■ **Teks Hasil Ekstraksi**:
____
Teater: Warisan Yunani yang Gagal Diadopsi Kebudayaan Islam dan Akibatnya -->
close
Pojok Seni
21 December 2023, 12/21/2023 01:41:00 PM WIB
Terbaru 2023-12-21T06:44:18Z
Artikel

Teater: Warisan Yunani yang Gagal Diadopsi Kebudayaan Islam dan Akibatnya

Advertisement
Teater yang tidak diadopsi ke kebudayaan islam


Oleh: Adhyra Irianto


Pojok Seni - Kebudayaan Islam, terutama di era kegemilangan Dinasti Abbasiah dan Ottoman, cukup banyak menyerap warisan peradaban material dari Yunani. Filsafat (falasifah), teologis sistematis (kalam), matematika, fisika, dan sebagainya. Tapi, seni teater adalah warisan peradaban Yunani yang gagal diadopsi ke budaya Islam. Kenapa menggunakan kata "gagal adopsi" bukan "tidak diadopsi"? Kemudian, memangnya apa yang terjadi karena teater gagal diadopsi dalam budaya Islam?
____
■ **Tantangan**:
- 1) Terjemahkan kalimat "Tapi, seni teater adalah warisan peradaban Yunani yang gagal diadopsi ke budaya Islam." dari teks hasil ekstraksi di atas ke dalam bahasa Inggris.
- 2) Teruskan tulisan tentang teater dan kebudayaan Islam di atas, dimulai setelah kalimat terakhirnya.
Data di bawah ini diambil dari sumber yang berbeda.
____
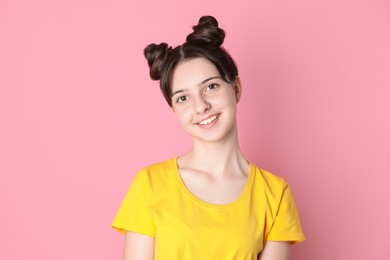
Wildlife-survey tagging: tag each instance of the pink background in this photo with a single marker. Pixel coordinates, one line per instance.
(79, 116)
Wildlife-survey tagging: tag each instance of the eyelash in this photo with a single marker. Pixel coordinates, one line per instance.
(212, 84)
(179, 100)
(207, 88)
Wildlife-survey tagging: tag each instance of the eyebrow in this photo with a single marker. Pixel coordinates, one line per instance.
(203, 82)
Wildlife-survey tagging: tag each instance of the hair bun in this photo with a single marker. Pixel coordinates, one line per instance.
(207, 32)
(156, 55)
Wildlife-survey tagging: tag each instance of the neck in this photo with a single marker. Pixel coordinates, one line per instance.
(217, 158)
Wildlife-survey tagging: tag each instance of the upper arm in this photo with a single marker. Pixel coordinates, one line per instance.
(276, 250)
(138, 247)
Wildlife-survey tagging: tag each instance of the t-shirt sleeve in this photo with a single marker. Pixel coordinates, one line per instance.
(133, 214)
(286, 226)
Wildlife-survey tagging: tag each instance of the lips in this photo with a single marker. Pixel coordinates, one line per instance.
(208, 120)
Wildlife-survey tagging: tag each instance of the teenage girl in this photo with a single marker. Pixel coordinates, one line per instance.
(209, 203)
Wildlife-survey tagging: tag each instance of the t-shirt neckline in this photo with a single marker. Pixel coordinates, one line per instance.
(201, 202)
____
■ **Hasil Berurutan**:
- 1) However, theater is a legacy of Greek civilization that failed to be adopted into Islamic culture.

- 2)
Kata "gagal adopsi" dipilih karena faktanya dunia Islam memang sempat "ingin" mengadopsinya. Bentuknya adalah wayang (permainan bayangan) yang hadir di Kairo, Mesir pada abad ke-13. Catatan Li Guo (2012) mencatat tentang seni pertunjukan di era pertengahan Islam, yakni puisi dan wayang. Tokoh yang tercatat adalah Ibn Dāniyāl, yang hingga saat ini dianggap sebagai salah satu dramawan legendaris Mesir, juga dunia Islam. Namun, teater menjadi suatu gerakan yang dicurigai oleh agamawan Timur Tengah era terdahulu. Mulai dari Yahudi, sampai Islam, semua mulai menjauhi teater.


Wayang Mesir, Pengaruh Nusantara pada Teater Arab


Wayang dibawa oleh pedagang-pedagang yang pulang dari Nusantara. Karena itu, karakteristik dari wayangnya tetap sama, yakni memainkan bayangan sebagai simbol hubungan antara manusia dengan "dunia tak terlihat". Hal itu ditulis oleh Metin A.N.D (1975) dalam Karagoz - Turkhish Shadow Theatre, dan juga dalam tulisan berjudul A History of Theater yang ditulis oleh J Reeves & Tueedleyand (1941). Di Mesir, Ibn Dāniyāl dikenal sebagai seorang yang merepresentasikan filsafat keimanan lewat lakon-lakon yang dimainkan. Naskah drama yang ditulisnya adalah sebuah trilogi kisah, yang dipercaya sebagai naskah drama berbahasa Arab tertua yang pernah ditulis.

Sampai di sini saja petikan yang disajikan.